I also found that going organic on bermuda is Very expensive unless you have a small lawn. Anything over 5K and it starts getting expensive real fast.


----------



## Redtenchu (Jan 28, 2017)

+1 to Pete and MQ.


----------



## coreymays22 (Apr 25, 2017)

Anyone want to touch on the whole argument of feeding the soil microbes (by going organic a couple times a year)? I do not really understand it very well.


----------



## dfw_pilot (Jan 28, 2017)

I've purchased a few bags of fish food from Tractor Supply - it's affordable, high nitrogen, and comes in hard pellets that make using a spreader very easy. It was fun to try something new, but it took a long time for the pellets to dissolve.

In the end, I just use either Milo or Lesco 39-0-0 (both very slow release). They are simple to spread, easy to buy and store, very slow release, and feed very well.


----------



## fp_911 (Apr 10, 2017)

Ok I might get flack for this but I have a lawn service apply whatever they do for weeds and fertilizer about 6 times per season. Then on top of that I apply milo once a month. That's it.

What's interesting is that I only apply milo to the front yard but yet my backyard is about 80% as nice as the front. So not sure if the lawn service gets the credit there or it's just me keeping the lawn mowed short and able to grow the right way.


----------



## wardconnor (Mar 25, 2017)

fp_911 said:


> Ok I might get flack for this but I have a lawn service apply whatever they do for weeds and fertilizer about 6 times per season.


You should be punished. What do you want for your punishment? There is only ONE way of doing things?

I am kidding of coarse. Everyone is on different levels when it comes to everything in life or just flat do not want to do it.


----------



## Ware (Jan 28, 2017)

Yeah, no shame in doing what works for you. I paid someone to remulch my beds and trim my shrubs this year. It was just a bigger project than I had time for. :thumbup:


----------



## Redtenchu (Jan 28, 2017)

coreymays22 said:


> Anyone want to touch on the whole argument of feeding the soil microbes (by going organic a couple times a year)? I do not really understand it very well.


It really comes down to personal preference. You can use 100% synthetic fertilizers and have an amazing lawn. You can use 100% organic fertilizers and have an amazing lawn. You can use a combo of the 2 fertilizer types and have an amazing lawn. I've tried both and plan to use a combo of the 2 from now on, both have pros and cons.

--- DATASET EXTRACT ---
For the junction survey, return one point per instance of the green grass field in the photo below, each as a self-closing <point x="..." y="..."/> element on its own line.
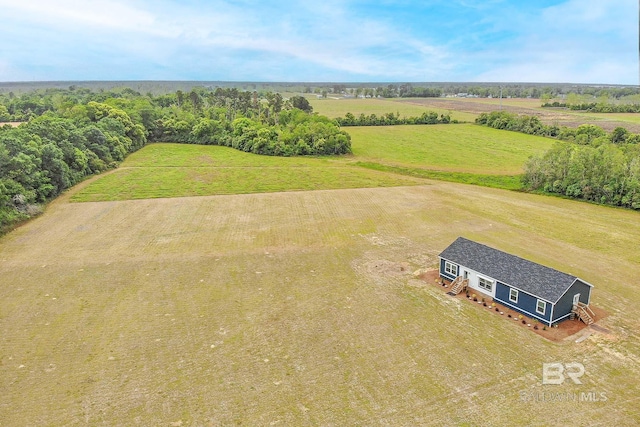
<point x="177" y="170"/>
<point x="300" y="308"/>
<point x="339" y="107"/>
<point x="260" y="302"/>
<point x="383" y="157"/>
<point x="463" y="148"/>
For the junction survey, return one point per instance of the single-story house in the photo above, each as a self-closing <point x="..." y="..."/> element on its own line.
<point x="534" y="290"/>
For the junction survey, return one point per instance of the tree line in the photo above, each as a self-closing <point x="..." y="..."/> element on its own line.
<point x="389" y="119"/>
<point x="70" y="134"/>
<point x="587" y="163"/>
<point x="596" y="107"/>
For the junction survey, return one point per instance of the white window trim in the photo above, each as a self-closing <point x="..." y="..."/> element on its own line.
<point x="517" y="294"/>
<point x="450" y="268"/>
<point x="486" y="279"/>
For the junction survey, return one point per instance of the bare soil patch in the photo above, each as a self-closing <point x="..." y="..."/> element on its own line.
<point x="559" y="117"/>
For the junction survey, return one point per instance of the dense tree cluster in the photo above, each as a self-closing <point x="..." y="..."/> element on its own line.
<point x="608" y="173"/>
<point x="50" y="153"/>
<point x="426" y="118"/>
<point x="68" y="135"/>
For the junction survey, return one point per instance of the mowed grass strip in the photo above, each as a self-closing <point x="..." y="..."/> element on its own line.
<point x="187" y="155"/>
<point x="155" y="182"/>
<point x="465" y="148"/>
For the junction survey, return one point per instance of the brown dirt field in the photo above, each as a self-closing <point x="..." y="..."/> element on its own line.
<point x="548" y="116"/>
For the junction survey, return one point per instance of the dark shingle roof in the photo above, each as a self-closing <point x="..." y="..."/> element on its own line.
<point x="535" y="279"/>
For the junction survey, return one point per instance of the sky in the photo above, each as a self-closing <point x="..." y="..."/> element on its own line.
<point x="545" y="41"/>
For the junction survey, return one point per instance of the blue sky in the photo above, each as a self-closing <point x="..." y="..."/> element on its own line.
<point x="577" y="41"/>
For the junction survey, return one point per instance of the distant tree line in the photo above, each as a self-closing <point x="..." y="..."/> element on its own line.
<point x="68" y="135"/>
<point x="596" y="107"/>
<point x="589" y="164"/>
<point x="388" y="119"/>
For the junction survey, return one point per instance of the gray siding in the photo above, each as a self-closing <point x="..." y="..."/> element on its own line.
<point x="565" y="304"/>
<point x="526" y="303"/>
<point x="446" y="275"/>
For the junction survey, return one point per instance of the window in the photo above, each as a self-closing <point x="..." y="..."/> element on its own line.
<point x="450" y="268"/>
<point x="541" y="307"/>
<point x="485" y="284"/>
<point x="513" y="295"/>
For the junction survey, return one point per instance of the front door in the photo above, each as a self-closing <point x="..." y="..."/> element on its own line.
<point x="576" y="299"/>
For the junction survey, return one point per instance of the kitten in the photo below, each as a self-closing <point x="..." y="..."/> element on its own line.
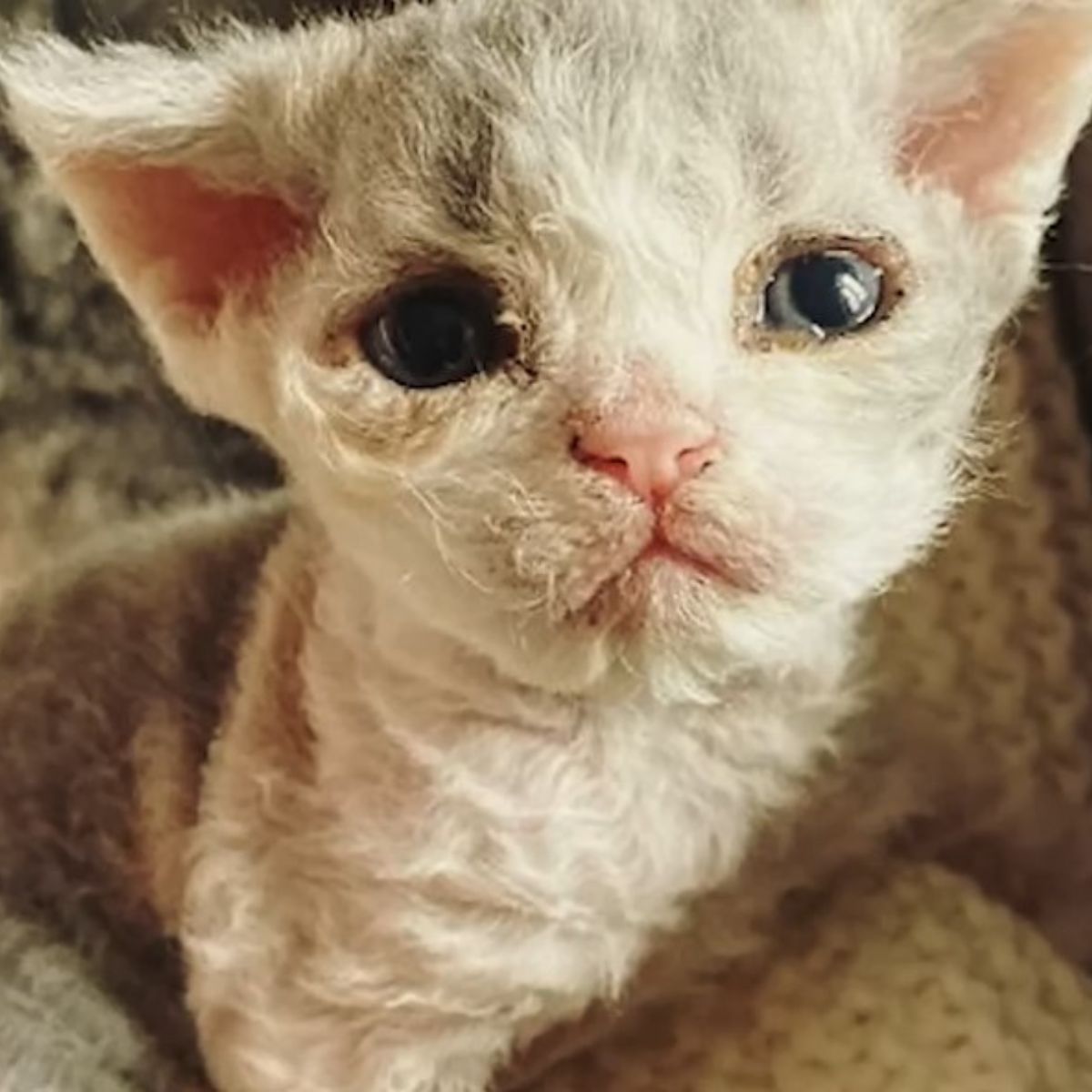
<point x="618" y="352"/>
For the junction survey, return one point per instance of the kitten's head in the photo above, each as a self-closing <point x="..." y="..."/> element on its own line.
<point x="610" y="334"/>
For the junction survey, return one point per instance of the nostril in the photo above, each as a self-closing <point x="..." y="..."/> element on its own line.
<point x="697" y="460"/>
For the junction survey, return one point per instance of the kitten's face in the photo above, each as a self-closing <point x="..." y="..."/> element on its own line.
<point x="616" y="338"/>
<point x="618" y="254"/>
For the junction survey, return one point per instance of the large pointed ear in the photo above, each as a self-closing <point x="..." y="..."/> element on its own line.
<point x="181" y="169"/>
<point x="997" y="92"/>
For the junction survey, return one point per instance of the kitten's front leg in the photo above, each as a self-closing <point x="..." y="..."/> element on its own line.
<point x="282" y="1040"/>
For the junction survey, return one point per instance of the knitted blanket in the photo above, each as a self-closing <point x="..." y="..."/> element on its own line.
<point x="925" y="966"/>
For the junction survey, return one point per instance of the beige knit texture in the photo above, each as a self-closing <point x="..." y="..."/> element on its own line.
<point x="911" y="982"/>
<point x="911" y="978"/>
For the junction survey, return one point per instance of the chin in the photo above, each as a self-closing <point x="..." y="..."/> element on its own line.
<point x="661" y="629"/>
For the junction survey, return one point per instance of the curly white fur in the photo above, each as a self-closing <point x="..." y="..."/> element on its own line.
<point x="523" y="758"/>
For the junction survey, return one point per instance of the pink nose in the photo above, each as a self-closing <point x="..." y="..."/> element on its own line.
<point x="651" y="460"/>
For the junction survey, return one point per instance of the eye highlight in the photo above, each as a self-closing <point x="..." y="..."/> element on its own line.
<point x="434" y="334"/>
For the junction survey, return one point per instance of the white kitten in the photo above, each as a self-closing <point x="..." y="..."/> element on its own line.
<point x="618" y="350"/>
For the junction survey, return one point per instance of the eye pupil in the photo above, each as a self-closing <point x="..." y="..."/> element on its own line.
<point x="824" y="294"/>
<point x="432" y="336"/>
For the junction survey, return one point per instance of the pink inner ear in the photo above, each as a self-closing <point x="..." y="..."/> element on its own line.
<point x="977" y="147"/>
<point x="202" y="243"/>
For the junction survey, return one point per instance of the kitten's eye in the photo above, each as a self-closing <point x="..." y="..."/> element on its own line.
<point x="434" y="334"/>
<point x="824" y="294"/>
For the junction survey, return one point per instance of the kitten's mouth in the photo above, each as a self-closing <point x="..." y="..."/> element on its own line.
<point x="660" y="549"/>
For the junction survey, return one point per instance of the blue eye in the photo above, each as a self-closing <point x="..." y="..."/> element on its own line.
<point x="824" y="294"/>
<point x="434" y="336"/>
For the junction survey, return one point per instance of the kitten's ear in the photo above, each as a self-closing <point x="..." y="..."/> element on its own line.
<point x="161" y="157"/>
<point x="187" y="173"/>
<point x="997" y="93"/>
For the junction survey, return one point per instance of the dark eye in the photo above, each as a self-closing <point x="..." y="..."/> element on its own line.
<point x="434" y="336"/>
<point x="824" y="294"/>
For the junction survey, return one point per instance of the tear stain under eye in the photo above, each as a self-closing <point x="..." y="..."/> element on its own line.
<point x="754" y="273"/>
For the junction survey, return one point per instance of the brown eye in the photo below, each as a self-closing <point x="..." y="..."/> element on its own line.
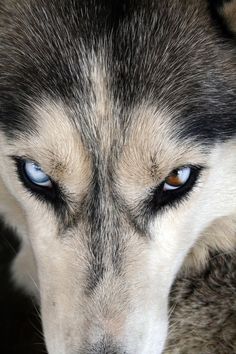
<point x="177" y="178"/>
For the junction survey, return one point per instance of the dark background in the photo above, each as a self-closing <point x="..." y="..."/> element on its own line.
<point x="20" y="330"/>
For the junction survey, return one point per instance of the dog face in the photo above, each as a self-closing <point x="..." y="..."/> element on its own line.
<point x="117" y="151"/>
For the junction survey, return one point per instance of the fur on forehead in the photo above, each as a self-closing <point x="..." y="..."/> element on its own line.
<point x="55" y="143"/>
<point x="153" y="149"/>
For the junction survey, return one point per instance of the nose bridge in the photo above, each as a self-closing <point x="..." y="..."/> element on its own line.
<point x="105" y="234"/>
<point x="105" y="346"/>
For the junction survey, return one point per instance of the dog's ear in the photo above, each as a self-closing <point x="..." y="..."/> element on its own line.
<point x="224" y="13"/>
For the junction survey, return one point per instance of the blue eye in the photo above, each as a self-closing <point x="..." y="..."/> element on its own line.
<point x="36" y="175"/>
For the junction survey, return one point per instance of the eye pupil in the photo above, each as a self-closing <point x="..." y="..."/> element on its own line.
<point x="174" y="179"/>
<point x="177" y="178"/>
<point x="36" y="175"/>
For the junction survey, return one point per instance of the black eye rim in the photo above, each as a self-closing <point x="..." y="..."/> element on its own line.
<point x="161" y="198"/>
<point x="47" y="192"/>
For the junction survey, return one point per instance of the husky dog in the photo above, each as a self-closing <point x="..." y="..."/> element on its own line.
<point x="117" y="161"/>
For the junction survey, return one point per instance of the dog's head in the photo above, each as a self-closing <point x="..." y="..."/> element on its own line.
<point x="117" y="124"/>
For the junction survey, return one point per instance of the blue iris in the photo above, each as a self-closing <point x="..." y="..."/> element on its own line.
<point x="36" y="175"/>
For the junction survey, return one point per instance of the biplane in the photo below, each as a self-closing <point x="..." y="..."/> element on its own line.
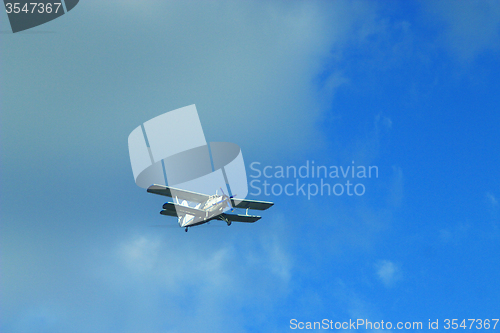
<point x="192" y="208"/>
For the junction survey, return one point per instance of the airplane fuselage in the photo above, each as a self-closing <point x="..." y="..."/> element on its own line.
<point x="213" y="207"/>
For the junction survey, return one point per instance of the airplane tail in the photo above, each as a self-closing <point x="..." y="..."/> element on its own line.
<point x="183" y="219"/>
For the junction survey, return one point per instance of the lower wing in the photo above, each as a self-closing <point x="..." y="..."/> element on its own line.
<point x="239" y="218"/>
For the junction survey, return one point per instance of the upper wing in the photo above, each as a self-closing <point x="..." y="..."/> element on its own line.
<point x="240" y="218"/>
<point x="176" y="192"/>
<point x="251" y="204"/>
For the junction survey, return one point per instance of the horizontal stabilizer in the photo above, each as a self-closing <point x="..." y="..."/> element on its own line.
<point x="240" y="218"/>
<point x="176" y="192"/>
<point x="251" y="204"/>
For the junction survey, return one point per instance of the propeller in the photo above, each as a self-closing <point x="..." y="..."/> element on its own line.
<point x="228" y="199"/>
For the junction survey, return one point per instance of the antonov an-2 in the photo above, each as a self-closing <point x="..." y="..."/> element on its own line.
<point x="206" y="207"/>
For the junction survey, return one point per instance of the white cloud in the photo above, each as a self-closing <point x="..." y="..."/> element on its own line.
<point x="388" y="272"/>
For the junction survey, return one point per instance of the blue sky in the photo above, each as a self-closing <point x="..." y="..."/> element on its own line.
<point x="411" y="87"/>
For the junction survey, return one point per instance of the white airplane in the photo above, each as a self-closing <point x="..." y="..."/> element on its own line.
<point x="206" y="207"/>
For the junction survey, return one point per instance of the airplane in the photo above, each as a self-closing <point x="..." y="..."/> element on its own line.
<point x="207" y="207"/>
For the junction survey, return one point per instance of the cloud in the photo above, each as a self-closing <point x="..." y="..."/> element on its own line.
<point x="387" y="272"/>
<point x="219" y="284"/>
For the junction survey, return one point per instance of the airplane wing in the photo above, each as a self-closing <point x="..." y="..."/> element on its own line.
<point x="171" y="208"/>
<point x="176" y="192"/>
<point x="251" y="204"/>
<point x="240" y="218"/>
<point x="168" y="212"/>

--- WRITTEN INSTRUCTION 1 ---
Retype the lawn fertilizer thread starting with "It really comes" and going on through "pros and cons.".
--- WRITTEN INSTRUCTION 2 ---
According to the lawn fertilizer thread, which two fertilizers does dfw_pilot end up using?
--- WRITTEN INSTRUCTION 3 ---
Write what comes next in the lawn fertilizer thread, picking up after its last post.
The records are a separate body of material from the lawn fertilizer thread.

--- WRITTEN ANSWER 1 ---
It really comes down to personal preference. You can use 100% synthetic fertilizers and have an amazing lawn. You can use 100% organic fertilizers and have an amazing lawn. You can use a combo of the 2 fertilizer types and have an amazing lawn. I've tried both and plan to use a combo of the 2 from now on, both have pros and cons.

--- WRITTEN ANSWER 2 ---
Milo or Lesco 39-0-0.

--- WRITTEN ANSWER 3 ---
Here is a pretty good unbiased video of the pros and cons of both types.


----------



## tbdh20 (Feb 28, 2017)

Thanks for link the Red :thumbup:


----------



## MrMeaner (Feb 21, 2017)

fp_911 said:


> Ok I might get flack for this but I have a lawn service apply whatever they do for weeds and fertilizer about 6 times per season. Then on top of that I apply milo once a month. That's it.
> 
> What's interesting is that I only apply milo to the front yard but yet my backyard is about 80% as nice as the front. So not sure if the lawn service gets the credit there or it's just me keeping the lawn mowed short and able to grow the right way.


Im doing the same this year with a local guy... they have a sweet , ZTR spreader and spray rig, I don't think I have a single weed so far in the lawn


----------



## fp_911 (Apr 10, 2017)

wardconnor said:


> fp_911 said:
> 
> 
> > Ok I might get flack for this but I have a lawn service apply whatever they do for weeds and fertilizer about 6 times per season.
> ...


Yeah I was cringing when I typed the post, I knew it wasn't the DIY approach but at least when I first started this journey I had no idea where to begin. These guys knew Bermuda and my yard looks great so I figure why change the routine? As for punishment, I'll leave that up to the judge!



Ware said:


> Yeah, no shame in doing what works for you. I paid someone to remulch my beds and trim my shrubs this year. It was just a bigger project than I had time for. :thumbup:


I try to DIY as much as I can as well. But with a 3 year old, career, and new home with an infinite number of projects you are correct - do what you have time for and hire out the rest!



Redtenchu said:


> coreymays22 said:
> 
> 
> > Anyone want to touch on the whole argument of feeding the soil microbes (by going organic a couple times a year)? I do not really understand it very well.
> ...


I'm basically doing the same as the lawn service puts down synthetic but then I use organic on top of it. Not sure if it is redundant or even necessary but again it's working so why bother trying to change it?



MrMeaner said:


> fp_911 said:
> 
> 
> > Ok I might get flack for this but I have a lawn service apply whatever they do for weeds and fertilizer about 6 times per season. Then on top of that I apply milo once a month. That's it.
> ...


I'm the same way, in fact most of my neighbors also use a lawn service but for some reason they still have weeds. So often times they ask me who I use and tell me they're going to switch over. But I don't think it's the chemicals that do all of the heavy lifting, you still need the grass to be thick enough or the weeds will return regardless.


----------



## GrassDaddy (Mar 21, 2017)

Redtenchu said:


> coreymays22 said:
> 
> 
> > Anyone want to touch on the whole argument of feeding the soil microbes (by going organic a couple times a year)? I do not really understand it very well.
> ...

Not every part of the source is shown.